_TASK INSTRUCTIONS_
Keep only the lines that hold the string "green", filtering out the rest of the entries below.
▽
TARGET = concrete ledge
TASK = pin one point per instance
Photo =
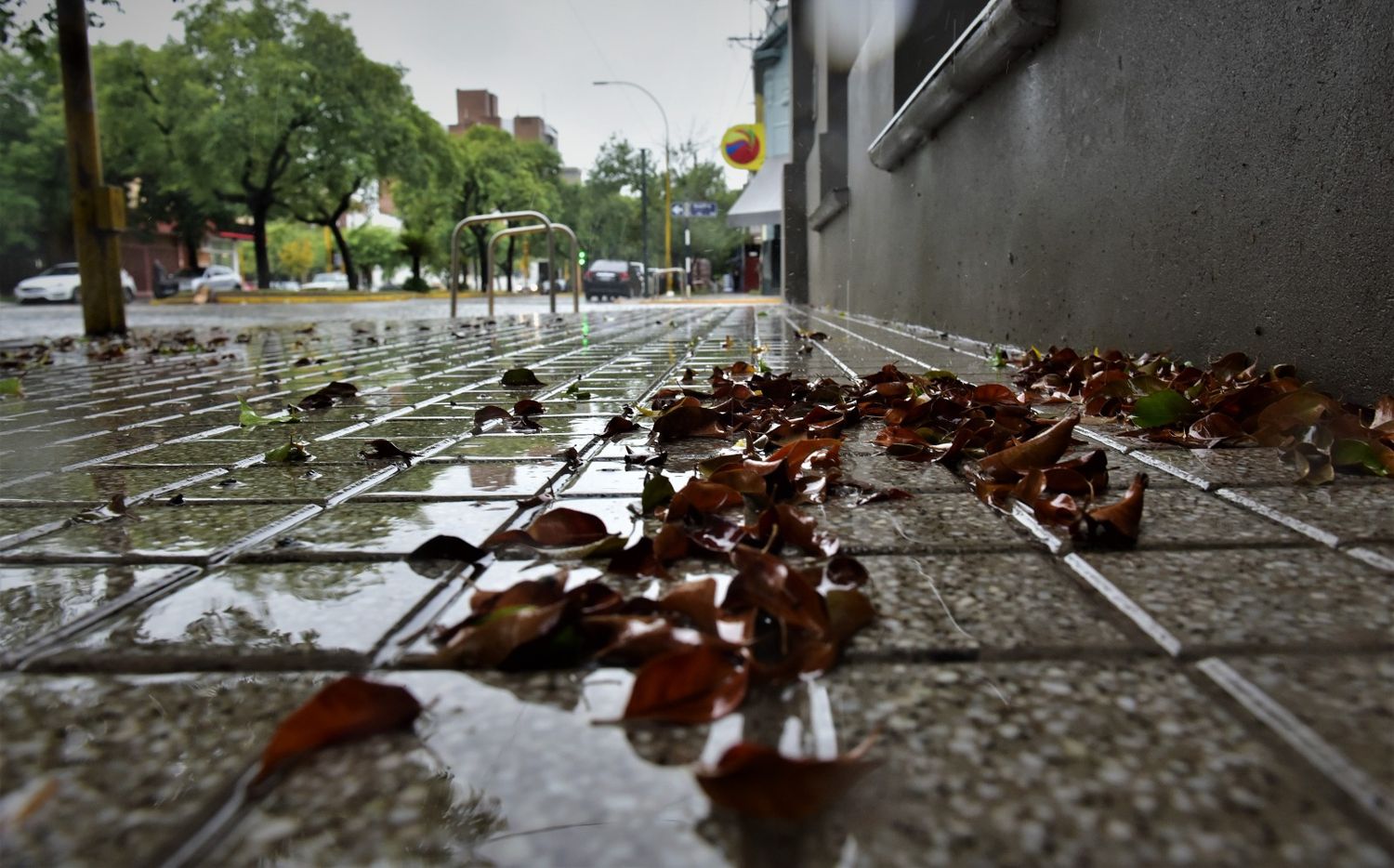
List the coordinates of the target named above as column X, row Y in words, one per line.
column 1004, row 31
column 831, row 205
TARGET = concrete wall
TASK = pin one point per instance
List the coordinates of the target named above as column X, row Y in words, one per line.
column 1160, row 175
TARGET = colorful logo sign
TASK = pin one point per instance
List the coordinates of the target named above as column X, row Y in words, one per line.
column 743, row 147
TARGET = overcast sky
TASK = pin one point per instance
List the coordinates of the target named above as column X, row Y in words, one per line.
column 541, row 56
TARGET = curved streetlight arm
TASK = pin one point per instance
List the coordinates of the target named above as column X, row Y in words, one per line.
column 630, row 84
column 668, row 170
column 537, row 228
column 491, row 217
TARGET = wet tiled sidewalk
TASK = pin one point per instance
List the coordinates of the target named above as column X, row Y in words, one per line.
column 1220, row 695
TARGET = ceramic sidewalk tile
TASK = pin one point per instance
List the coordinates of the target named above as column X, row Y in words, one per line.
column 38, row 599
column 162, row 531
column 99, row 482
column 470, row 478
column 256, row 616
column 393, row 527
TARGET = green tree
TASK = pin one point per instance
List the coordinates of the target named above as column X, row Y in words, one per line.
column 33, row 172
column 138, row 148
column 376, row 130
column 493, row 172
column 375, row 247
column 262, row 94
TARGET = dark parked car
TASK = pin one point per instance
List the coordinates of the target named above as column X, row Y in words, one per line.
column 613, row 279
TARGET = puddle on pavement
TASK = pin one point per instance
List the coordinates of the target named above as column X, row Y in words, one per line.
column 289, row 614
column 38, row 599
column 395, row 527
column 471, row 478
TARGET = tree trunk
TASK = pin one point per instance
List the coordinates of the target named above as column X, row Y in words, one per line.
column 259, row 242
column 507, row 270
column 343, row 251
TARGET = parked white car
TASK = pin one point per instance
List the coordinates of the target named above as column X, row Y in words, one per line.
column 328, row 281
column 61, row 283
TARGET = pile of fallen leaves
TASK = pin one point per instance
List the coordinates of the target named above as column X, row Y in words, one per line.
column 1004, row 447
column 700, row 647
column 1230, row 403
column 794, row 600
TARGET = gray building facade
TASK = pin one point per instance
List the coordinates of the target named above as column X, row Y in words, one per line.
column 1148, row 175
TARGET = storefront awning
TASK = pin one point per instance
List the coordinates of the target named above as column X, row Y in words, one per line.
column 761, row 204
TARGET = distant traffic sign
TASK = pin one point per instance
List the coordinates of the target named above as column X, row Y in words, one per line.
column 694, row 209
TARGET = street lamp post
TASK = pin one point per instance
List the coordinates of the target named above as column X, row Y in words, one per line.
column 668, row 176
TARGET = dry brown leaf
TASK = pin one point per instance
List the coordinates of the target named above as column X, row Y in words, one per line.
column 758, row 782
column 346, row 709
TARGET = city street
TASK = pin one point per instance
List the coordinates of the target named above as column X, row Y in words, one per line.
column 19, row 322
column 1196, row 697
column 1015, row 488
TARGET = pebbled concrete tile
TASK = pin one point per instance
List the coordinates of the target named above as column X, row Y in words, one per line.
column 114, row 768
column 1192, row 517
column 1347, row 700
column 983, row 605
column 1138, row 764
column 927, row 521
column 1351, row 511
column 1257, row 598
column 495, row 775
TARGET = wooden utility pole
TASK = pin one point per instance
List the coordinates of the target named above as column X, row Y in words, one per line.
column 98, row 211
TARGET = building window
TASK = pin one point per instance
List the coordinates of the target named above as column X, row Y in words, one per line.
column 931, row 30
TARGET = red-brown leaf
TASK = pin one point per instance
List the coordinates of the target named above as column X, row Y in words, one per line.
column 346, row 709
column 488, row 414
column 802, row 530
column 1037, row 453
column 562, row 528
column 690, row 686
column 758, row 782
column 1117, row 522
column 618, row 427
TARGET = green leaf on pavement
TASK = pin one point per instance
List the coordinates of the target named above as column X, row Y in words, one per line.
column 1358, row 453
column 250, row 418
column 1164, row 407
column 521, row 376
column 657, row 492
column 290, row 453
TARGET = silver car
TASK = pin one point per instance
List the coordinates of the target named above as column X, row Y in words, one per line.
column 217, row 278
column 63, row 283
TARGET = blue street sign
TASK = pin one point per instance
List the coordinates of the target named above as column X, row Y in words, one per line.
column 694, row 209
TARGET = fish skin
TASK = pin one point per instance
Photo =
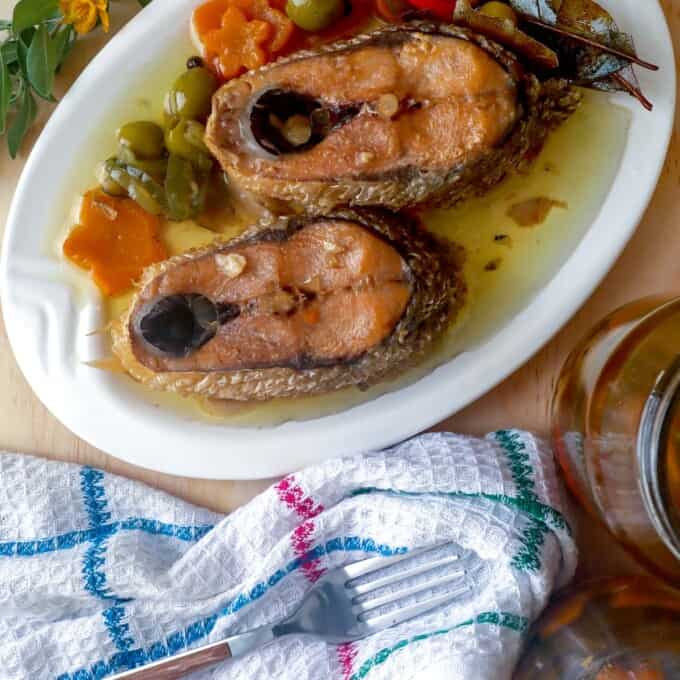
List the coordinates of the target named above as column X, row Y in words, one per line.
column 542, row 107
column 438, row 293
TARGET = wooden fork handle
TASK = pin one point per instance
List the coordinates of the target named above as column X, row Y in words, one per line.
column 178, row 666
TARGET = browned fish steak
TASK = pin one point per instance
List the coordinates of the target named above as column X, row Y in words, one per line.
column 404, row 116
column 311, row 306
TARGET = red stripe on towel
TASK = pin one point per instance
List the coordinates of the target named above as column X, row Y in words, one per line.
column 306, row 508
column 347, row 652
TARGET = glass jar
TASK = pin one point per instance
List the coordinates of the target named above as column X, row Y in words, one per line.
column 616, row 429
column 617, row 629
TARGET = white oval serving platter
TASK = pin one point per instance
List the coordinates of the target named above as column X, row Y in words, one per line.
column 48, row 320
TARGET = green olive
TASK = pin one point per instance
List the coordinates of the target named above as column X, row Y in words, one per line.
column 109, row 185
column 499, row 10
column 185, row 139
column 191, row 95
column 138, row 185
column 314, row 15
column 185, row 189
column 143, row 138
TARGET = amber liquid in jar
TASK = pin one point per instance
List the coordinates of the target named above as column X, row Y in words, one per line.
column 618, row 629
column 616, row 429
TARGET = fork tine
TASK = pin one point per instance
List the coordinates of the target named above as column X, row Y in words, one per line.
column 375, row 620
column 440, row 557
column 367, row 569
column 403, row 588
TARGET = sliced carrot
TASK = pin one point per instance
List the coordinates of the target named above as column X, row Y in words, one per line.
column 237, row 35
column 116, row 240
column 265, row 10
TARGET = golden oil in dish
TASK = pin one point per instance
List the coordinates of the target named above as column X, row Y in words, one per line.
column 576, row 168
column 506, row 264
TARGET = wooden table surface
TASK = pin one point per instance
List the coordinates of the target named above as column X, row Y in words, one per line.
column 650, row 264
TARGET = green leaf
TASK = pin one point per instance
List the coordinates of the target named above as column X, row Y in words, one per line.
column 5, row 93
column 545, row 10
column 9, row 52
column 22, row 51
column 29, row 13
column 22, row 122
column 41, row 62
column 63, row 41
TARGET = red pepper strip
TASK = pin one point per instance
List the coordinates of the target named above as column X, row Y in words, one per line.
column 442, row 9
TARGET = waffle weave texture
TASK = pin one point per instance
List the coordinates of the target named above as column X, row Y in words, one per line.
column 100, row 574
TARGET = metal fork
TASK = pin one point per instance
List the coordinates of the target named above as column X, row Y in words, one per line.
column 346, row 604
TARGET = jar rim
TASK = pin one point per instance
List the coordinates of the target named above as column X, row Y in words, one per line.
column 657, row 414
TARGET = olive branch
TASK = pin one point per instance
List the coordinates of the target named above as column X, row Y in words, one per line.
column 33, row 47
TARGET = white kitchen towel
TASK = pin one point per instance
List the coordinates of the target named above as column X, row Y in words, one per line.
column 99, row 574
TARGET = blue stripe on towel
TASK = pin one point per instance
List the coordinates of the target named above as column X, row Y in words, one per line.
column 72, row 539
column 180, row 640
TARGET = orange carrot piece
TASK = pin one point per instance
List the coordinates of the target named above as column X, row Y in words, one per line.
column 116, row 240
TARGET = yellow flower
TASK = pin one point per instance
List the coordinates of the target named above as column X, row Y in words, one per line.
column 83, row 14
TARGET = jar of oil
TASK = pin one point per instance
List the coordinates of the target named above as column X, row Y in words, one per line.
column 625, row 628
column 616, row 429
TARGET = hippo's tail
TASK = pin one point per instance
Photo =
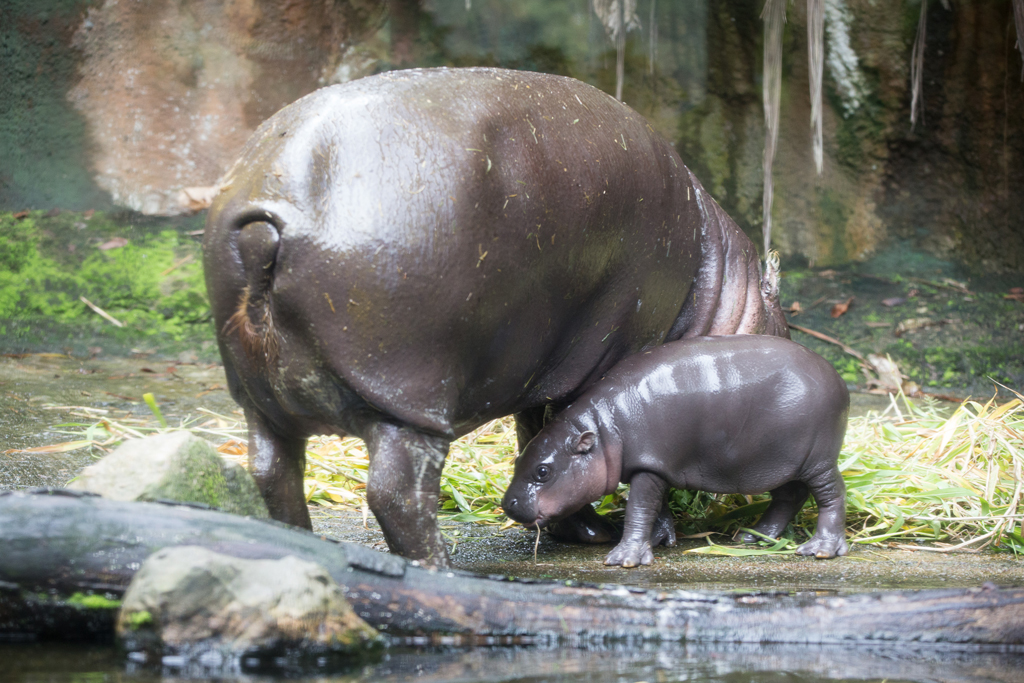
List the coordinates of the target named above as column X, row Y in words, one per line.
column 252, row 321
column 730, row 294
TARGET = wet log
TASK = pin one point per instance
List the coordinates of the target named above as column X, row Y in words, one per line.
column 67, row 558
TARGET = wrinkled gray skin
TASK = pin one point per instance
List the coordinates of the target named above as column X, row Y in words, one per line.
column 728, row 415
column 408, row 256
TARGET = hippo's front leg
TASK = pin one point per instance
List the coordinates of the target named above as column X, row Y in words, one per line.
column 278, row 464
column 402, row 487
column 643, row 507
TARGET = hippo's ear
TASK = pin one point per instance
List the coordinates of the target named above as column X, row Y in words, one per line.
column 585, row 442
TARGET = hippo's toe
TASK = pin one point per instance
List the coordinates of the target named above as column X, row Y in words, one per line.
column 631, row 554
column 824, row 548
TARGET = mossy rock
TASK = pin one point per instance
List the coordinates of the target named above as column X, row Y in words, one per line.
column 173, row 466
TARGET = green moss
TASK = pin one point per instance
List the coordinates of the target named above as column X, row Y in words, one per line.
column 89, row 601
column 139, row 620
column 153, row 282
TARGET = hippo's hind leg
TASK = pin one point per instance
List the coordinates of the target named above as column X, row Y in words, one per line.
column 643, row 507
column 402, row 487
column 829, row 537
column 663, row 531
column 584, row 525
column 278, row 465
column 785, row 503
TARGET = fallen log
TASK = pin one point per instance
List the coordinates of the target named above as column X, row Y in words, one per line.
column 67, row 558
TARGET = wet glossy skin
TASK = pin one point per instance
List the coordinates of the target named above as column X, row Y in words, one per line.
column 728, row 415
column 408, row 256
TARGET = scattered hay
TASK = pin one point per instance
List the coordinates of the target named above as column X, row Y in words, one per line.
column 916, row 477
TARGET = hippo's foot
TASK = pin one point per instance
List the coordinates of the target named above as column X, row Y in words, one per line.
column 631, row 554
column 824, row 548
column 584, row 526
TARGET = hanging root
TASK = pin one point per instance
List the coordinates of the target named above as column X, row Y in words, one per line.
column 774, row 17
column 918, row 66
column 1019, row 22
column 769, row 281
column 254, row 324
column 815, row 59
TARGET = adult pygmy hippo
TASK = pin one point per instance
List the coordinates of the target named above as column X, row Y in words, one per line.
column 408, row 256
column 729, row 415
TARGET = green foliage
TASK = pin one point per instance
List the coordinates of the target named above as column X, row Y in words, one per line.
column 153, row 282
column 139, row 620
column 90, row 601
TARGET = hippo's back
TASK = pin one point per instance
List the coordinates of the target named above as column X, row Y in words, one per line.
column 454, row 244
column 759, row 381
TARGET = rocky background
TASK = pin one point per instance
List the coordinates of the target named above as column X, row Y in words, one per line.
column 110, row 103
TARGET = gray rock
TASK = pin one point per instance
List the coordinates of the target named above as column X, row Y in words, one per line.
column 173, row 466
column 193, row 602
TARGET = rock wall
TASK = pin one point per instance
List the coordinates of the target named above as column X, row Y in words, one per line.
column 950, row 184
column 170, row 90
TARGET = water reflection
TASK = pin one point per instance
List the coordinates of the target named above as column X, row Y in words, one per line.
column 663, row 664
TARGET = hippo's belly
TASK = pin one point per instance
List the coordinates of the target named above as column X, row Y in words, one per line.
column 454, row 249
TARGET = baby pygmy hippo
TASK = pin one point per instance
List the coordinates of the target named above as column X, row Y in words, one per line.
column 744, row 414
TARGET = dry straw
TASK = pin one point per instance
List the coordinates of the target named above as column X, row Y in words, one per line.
column 916, row 476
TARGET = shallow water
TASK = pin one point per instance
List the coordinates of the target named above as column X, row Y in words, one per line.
△
_THE ANSWER_
TARGET = green tree
TARGET = green leaf on pavement
TARGET = green olive
TARGET = green leaf
TARGET = green moss
TARGET = green foliage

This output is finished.